| EXTRACT PROVIDED |
----

During the campaign, Bryan again took to the stump, attacking the Republicans on campaign finance issues and portraying them as the party of the wealthy. Taft would have preferred a “front porch” campaign but was persuaded by Roosevelt to attack Bryan vigorously with his own series of speeches. Roosevelt was also active on the campaign trail promoting his successor. Although there was very little difference in the platforms of the two major parties, William Howard Taft won the election with 321 electoral votes to 162. Virginia cast its 12 electoral votes for William Jennings Bryan.
From left to right: a cast iron donkey with images of the Democratic Party candidates, William Jennings Bryan and John W. Kern (IL.2012.2.26.1)and elephant with William Howard Taft, the Republican Party candidate (IL.2012.2.26.2)
From top to bottom: a ribbon badge from the Democratic National Convention in Baltimore (IL.2012.2.27.2) and a campaign button supporting Teddy Roosevelt (IL.2012.2.27.4)
Having hand-picked Taft as his successor, Theodore Roosevelt went on an African safari and tour of Europe. Following his return in 1910, he became dissatisfied with Taft’s shift away from his progressive policies to more conservative views. Thus, Roosevelt decided to enter the 1912 Republican presidential primaries. He won in nine states (278 delegates) to one for Taft (48 delegates) and two for progressive Robert Lafollette (36 delegates). Republican Party conservatives, however, controlled the national convention and chose to ignore the primary results. Taft was nominated on the first ballot. Roosevelt and his followers met soon after to form a new third party, the National Progressive Party (nicknamed the “Bull Moose Party” after Roosevelt declared himself “fit as a bull moose” and ready for the campaign). The party platform called for increased government regulations on big business and women’s suffrage. Because of the Republican Party split, the Democrats realized their opportunity to claim the White House. Speaker of the House Champ Clark was the early favorite, but after 46 ballots, former New Jersey governor and Princeton professor Woodrow Wilson was nominated. The Democratic Party platform (called the “New Freedom”) was also progressive, and favored measures to end trusts and restore competition.

----

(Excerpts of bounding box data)

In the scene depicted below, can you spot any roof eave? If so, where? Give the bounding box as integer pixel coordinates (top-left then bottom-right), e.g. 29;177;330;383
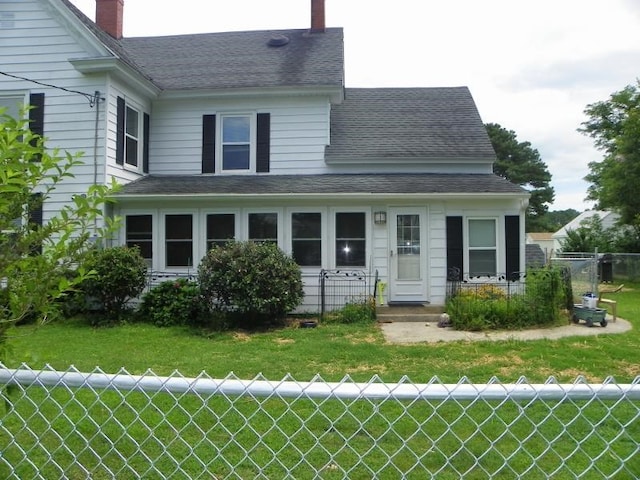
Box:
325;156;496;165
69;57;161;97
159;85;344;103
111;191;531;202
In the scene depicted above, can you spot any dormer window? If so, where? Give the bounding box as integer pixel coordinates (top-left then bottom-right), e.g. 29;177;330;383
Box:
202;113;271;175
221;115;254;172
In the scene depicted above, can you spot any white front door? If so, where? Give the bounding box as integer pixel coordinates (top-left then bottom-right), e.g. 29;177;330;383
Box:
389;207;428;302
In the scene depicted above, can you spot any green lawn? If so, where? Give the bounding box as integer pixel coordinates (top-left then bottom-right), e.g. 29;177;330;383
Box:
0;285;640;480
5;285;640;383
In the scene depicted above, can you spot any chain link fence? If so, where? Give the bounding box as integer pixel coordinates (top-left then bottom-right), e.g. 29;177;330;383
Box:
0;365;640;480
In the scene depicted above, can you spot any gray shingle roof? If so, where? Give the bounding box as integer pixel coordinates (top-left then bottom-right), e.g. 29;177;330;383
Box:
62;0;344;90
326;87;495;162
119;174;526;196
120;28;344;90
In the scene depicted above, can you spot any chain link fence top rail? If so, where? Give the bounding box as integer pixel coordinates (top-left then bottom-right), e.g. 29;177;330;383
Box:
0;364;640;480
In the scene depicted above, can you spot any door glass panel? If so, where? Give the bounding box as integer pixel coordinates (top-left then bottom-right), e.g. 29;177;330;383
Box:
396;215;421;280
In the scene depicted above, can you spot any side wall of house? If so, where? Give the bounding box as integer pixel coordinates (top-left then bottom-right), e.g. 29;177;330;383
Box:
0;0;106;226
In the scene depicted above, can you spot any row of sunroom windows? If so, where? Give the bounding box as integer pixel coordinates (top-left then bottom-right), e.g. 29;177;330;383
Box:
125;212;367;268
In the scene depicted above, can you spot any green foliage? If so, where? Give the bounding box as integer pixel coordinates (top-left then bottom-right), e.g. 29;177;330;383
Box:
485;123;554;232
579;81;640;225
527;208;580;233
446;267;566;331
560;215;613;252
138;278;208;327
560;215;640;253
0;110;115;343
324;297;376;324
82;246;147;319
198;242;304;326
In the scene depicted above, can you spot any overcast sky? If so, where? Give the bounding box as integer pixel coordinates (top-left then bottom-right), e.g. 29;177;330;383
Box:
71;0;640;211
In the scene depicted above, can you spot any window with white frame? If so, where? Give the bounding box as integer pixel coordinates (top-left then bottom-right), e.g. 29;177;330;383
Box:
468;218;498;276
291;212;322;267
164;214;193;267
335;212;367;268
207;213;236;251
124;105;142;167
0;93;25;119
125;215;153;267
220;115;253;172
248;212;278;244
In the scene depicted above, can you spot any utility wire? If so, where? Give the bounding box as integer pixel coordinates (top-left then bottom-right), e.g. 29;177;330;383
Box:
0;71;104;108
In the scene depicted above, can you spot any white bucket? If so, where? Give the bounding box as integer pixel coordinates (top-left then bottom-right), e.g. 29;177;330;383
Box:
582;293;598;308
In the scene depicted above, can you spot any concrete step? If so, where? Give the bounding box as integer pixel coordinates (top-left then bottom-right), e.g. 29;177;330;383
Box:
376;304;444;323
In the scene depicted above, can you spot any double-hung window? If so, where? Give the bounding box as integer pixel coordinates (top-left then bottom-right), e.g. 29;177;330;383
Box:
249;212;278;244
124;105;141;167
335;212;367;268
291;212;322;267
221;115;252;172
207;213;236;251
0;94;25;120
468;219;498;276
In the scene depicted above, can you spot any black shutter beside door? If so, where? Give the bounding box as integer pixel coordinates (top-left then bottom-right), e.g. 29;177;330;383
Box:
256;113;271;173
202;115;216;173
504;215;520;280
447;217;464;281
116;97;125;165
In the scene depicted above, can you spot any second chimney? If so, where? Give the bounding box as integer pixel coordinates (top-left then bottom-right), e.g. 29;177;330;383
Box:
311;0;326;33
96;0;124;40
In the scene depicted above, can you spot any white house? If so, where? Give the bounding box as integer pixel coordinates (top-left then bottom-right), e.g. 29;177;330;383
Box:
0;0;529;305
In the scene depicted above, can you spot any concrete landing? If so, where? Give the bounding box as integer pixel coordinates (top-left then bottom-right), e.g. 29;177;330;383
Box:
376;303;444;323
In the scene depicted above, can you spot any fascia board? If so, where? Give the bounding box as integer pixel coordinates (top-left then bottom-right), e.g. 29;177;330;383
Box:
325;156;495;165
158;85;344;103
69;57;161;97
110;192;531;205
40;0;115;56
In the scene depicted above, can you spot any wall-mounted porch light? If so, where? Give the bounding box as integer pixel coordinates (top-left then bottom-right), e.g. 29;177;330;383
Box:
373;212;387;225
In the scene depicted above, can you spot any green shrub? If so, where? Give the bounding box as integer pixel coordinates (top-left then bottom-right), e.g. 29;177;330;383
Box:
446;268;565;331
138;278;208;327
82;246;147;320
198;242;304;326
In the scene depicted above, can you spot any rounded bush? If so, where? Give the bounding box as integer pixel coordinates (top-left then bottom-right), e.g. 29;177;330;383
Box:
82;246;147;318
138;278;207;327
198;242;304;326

----

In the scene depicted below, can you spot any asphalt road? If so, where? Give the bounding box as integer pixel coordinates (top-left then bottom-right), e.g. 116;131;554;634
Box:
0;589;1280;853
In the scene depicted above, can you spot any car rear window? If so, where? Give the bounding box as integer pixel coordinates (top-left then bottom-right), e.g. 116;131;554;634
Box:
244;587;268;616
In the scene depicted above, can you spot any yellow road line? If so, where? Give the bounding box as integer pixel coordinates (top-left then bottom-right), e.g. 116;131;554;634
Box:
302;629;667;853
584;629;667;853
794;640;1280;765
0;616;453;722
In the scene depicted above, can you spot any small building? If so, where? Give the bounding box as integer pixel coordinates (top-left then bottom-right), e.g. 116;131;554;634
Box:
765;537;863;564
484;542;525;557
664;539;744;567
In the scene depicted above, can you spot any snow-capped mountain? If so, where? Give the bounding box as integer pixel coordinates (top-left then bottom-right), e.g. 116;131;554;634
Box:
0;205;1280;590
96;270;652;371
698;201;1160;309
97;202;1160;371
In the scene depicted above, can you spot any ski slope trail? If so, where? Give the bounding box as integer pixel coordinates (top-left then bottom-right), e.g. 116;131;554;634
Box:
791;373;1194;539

----

| GIVEN REQUEST 1 |
Name each person mentioned in the campaign history passage.
| GIVEN REQUEST 2 |
According to the campaign history passage, how many delegates did Roosevelt win in the 1912 Republican presidential primaries?
| GIVEN REQUEST 3 |
Carry the campaign history passage forward from its last sentence.

| EXERCISE OUTPUT 1 |
William Jennings Bryan, William Howard Taft, Theodore Roosevelt, John W. Kern, Robert Lafollette, Champ Clark, Woodrow Wilson

| EXERCISE OUTPUT 2 |
Roosevelt won 278 delegates.

| EXERCISE OUTPUT 3 |
Both Wilson and Roosevelt actively campaigned with “whistle stop” railroad tours while Taft essentially dropped out of the race, giving only a few speeches on his own behalf. Near the end of the campaign, an assassination attempt was made on Roosevelt’s life. Afterwards, all the participants agreed to suspend campaigning while Roosevelt recovered. In the election, Wilson easily won the electoral vote receiving 435 votes to 88 for Roosevelt and 8 for Taft. The popular vote was much closer with Wilson only getting 41 percent. Roosevelt was second and Socialist Eugene V. Debs received 6 percent of the total. Virginia cast its 12 electoral votes for Woodrow Wilson.
Above: a bandanna from the National Progressive Party and its candidate, Teddy Roosevelt (IL.2012.2.27.1)
Above: a ribbon badge and button with photographs of the Republican Party ticket of Charles Evans Hughes and Charles W. Fairbanks (IL.2012.2.28.2)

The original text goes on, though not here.